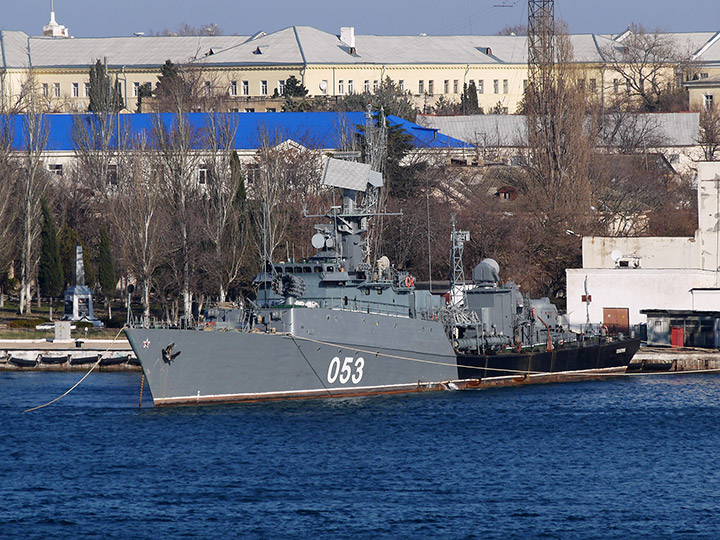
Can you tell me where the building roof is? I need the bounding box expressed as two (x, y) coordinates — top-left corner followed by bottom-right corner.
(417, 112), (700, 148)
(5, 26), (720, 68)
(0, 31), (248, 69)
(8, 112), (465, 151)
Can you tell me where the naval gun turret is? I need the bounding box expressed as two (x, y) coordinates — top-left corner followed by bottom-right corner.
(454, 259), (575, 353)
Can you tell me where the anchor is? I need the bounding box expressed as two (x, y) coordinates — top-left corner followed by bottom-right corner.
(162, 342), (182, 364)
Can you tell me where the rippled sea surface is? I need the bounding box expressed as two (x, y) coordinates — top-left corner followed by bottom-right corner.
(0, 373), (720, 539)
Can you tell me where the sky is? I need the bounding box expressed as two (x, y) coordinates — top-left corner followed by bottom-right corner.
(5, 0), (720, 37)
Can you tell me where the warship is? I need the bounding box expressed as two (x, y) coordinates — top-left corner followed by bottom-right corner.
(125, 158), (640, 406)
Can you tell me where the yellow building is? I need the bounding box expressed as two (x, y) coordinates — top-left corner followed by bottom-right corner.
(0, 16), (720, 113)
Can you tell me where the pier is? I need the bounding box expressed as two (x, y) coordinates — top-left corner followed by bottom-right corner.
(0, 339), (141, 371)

※

- Set problem
Please repeat the whole listing above word for word, omitting the pictures.

- Task solution
Can you tell me where the building roof is? I need the bounding box expressed as two (x, y) coordinates — top-left corner followed by bottom-right corner.
(417, 112), (700, 148)
(5, 26), (720, 68)
(0, 31), (248, 69)
(8, 112), (465, 151)
Can you tell me where the naval gun turret is? I need the bounding box expressed as two (x, y) coordinates — top-left corner followed by bottom-right corner.
(454, 259), (575, 353)
Can you tell me where the anchor is? I need the bounding box expressed as two (x, y) coordinates — top-left corner followed by bottom-right corner.
(162, 342), (182, 364)
Can you tell me where the rippled sea surface is? I need the bounding box expressed as two (x, y) coordinates — top-left corner followed by bottom-right corner.
(0, 373), (720, 539)
Can you tell me where the sky is? I need the bounding box expressed as two (x, y) coordinates — top-left corner followed by bottom-right corner.
(5, 0), (720, 37)
Can you tell me where the warship is? I need the bounding box expressed as two (x, y) coordinates — top-left corner followed by bottom-right corner.
(125, 158), (640, 406)
Can you tell me where the yellow building is? I need the bounding box expressed as two (x, y) coordinates — top-left corner followed by bottom-right corner.
(0, 16), (720, 113)
Can you tell me where the pier is? I need the bounding box expressed as two (x, y) coordinates — top-left corner followed by bottom-right corner.
(0, 339), (141, 371)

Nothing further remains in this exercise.